= Entries from a pointing dataset =
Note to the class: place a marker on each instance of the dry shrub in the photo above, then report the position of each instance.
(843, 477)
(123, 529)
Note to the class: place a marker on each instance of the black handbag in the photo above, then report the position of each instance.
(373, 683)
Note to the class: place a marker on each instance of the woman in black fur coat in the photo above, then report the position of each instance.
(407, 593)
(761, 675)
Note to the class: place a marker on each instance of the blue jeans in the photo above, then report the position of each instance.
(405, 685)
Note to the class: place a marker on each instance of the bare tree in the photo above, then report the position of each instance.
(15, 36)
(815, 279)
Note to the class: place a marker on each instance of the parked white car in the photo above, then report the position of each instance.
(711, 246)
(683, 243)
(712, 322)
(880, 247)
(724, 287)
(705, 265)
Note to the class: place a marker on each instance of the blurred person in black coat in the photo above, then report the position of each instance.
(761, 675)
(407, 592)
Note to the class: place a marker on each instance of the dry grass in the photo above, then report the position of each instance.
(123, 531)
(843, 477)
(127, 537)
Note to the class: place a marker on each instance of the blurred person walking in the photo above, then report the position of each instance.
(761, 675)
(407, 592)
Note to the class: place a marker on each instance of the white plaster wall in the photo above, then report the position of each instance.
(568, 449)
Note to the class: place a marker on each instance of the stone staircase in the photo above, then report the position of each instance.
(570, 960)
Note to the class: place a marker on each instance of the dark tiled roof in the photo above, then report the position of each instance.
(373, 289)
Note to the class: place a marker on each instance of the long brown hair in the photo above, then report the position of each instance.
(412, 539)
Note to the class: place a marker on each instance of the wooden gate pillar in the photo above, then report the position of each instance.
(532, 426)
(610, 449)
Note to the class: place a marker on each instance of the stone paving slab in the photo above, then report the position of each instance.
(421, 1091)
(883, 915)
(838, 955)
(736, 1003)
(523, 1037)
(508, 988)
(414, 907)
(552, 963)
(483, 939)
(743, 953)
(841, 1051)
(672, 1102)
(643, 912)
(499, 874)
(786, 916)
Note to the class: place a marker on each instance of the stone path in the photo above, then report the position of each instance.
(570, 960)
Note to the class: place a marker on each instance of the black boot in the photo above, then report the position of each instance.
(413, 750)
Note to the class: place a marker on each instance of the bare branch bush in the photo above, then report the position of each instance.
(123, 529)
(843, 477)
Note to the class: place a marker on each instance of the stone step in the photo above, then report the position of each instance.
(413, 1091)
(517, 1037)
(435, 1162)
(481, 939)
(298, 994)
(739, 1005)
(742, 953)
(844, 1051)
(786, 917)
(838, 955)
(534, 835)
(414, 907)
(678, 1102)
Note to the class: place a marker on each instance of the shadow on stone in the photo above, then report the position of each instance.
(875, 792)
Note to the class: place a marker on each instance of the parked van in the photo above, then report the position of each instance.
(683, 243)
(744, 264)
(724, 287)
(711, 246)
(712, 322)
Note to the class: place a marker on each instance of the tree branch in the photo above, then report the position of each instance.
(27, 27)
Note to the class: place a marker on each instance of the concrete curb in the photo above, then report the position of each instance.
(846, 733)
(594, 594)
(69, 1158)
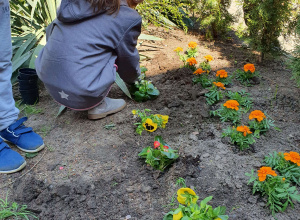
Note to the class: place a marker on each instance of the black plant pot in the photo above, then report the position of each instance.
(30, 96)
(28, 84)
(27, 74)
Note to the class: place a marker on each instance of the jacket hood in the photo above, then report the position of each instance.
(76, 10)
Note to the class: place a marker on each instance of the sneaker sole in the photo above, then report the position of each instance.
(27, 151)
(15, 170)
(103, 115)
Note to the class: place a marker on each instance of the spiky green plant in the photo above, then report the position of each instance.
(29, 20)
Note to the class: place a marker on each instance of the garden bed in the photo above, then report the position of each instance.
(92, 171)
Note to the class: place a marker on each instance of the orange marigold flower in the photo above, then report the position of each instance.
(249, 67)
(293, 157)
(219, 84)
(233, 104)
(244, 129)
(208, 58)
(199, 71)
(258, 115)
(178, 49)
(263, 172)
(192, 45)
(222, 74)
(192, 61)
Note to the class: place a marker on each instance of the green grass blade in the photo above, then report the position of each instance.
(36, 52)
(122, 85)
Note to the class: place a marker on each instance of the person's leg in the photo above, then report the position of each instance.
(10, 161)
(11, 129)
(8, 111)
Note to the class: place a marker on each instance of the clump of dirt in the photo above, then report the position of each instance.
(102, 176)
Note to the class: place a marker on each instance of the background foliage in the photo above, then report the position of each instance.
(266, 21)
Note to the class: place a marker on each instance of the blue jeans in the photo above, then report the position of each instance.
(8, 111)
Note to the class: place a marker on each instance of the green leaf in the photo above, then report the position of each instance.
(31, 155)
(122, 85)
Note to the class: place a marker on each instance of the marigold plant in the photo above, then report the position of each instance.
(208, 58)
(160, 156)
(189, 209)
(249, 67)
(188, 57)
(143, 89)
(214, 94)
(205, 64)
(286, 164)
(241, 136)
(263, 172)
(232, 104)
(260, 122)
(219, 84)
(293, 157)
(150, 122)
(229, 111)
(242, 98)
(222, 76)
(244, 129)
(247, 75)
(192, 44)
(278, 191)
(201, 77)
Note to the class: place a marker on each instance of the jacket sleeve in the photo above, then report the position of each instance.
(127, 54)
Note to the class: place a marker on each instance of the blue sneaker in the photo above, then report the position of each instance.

...

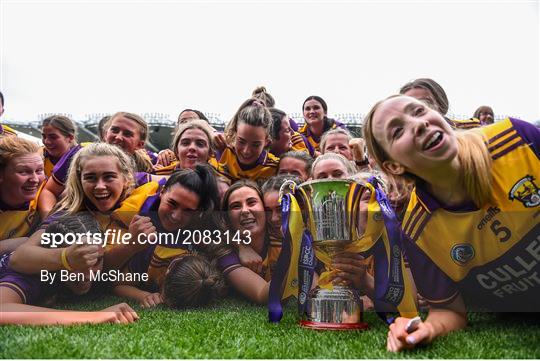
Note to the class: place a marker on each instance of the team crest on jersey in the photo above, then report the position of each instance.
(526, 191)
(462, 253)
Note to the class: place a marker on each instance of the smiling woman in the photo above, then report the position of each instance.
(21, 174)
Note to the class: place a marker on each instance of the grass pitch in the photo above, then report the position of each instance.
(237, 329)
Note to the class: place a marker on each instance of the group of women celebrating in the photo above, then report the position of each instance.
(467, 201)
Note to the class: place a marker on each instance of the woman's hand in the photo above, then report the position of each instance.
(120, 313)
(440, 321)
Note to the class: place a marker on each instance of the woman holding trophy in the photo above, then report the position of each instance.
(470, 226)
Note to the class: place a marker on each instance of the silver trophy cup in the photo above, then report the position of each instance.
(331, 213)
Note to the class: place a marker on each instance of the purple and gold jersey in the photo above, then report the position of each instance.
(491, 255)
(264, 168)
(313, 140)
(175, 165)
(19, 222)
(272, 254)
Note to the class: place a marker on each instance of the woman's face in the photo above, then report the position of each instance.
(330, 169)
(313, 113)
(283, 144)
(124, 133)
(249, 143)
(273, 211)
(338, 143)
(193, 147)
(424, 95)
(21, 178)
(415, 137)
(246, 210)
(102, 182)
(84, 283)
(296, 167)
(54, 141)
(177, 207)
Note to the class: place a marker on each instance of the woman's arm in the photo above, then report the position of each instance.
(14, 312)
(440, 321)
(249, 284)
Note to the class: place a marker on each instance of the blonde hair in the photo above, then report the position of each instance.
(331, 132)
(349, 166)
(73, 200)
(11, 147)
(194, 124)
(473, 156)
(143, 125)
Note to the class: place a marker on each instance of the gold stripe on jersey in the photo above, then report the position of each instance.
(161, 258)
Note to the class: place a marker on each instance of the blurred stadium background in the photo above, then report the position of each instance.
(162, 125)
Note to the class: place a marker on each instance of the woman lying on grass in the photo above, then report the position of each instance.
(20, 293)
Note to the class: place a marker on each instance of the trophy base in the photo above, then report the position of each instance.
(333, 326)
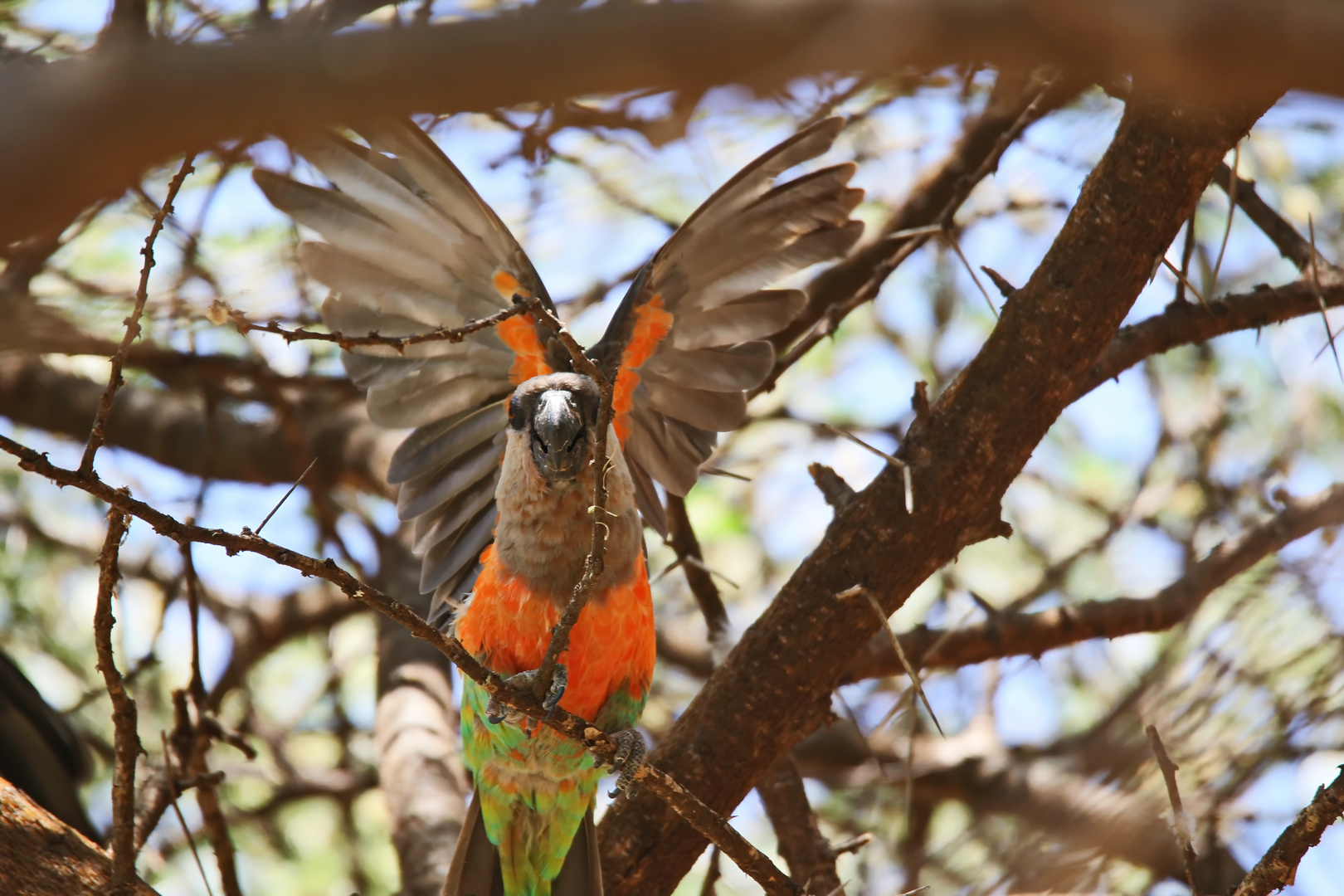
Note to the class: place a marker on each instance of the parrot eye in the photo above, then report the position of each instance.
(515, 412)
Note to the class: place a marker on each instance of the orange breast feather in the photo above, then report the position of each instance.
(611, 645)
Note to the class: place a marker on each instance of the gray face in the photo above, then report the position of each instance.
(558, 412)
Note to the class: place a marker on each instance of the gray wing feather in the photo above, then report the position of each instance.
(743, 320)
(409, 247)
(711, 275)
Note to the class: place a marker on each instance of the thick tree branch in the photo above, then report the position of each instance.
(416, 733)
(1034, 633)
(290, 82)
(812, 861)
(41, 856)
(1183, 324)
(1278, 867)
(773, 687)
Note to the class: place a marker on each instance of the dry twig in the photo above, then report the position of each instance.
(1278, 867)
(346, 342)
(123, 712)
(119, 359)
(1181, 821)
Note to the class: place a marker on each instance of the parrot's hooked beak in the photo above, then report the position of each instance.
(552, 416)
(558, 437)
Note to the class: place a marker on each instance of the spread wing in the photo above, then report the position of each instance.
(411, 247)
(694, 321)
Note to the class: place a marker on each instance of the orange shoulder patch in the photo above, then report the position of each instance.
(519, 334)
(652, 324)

= DO THIS =
Extract every line of the data above that contains the word "black", treating uppercase and lowercase letters as distinct.

= WORKED SOLUTION =
Note to the class: place a marker on each instance of the black handbag in the photo above, then report the position of each instance.
Note to the class: place a marker on each instance of the woman in black fur coat in the photo above, then report the position of each instance.
Note to the class: place a marker on each instance of the blurred person in black coat in the photo above, then report the position of each instance.
Note to the class: place a marker on each instance of the black boot in the photo above, then report the position of each instance.
Note to the class: place a marker on each instance of the black plant pot in the photo above, then report the position of each instance.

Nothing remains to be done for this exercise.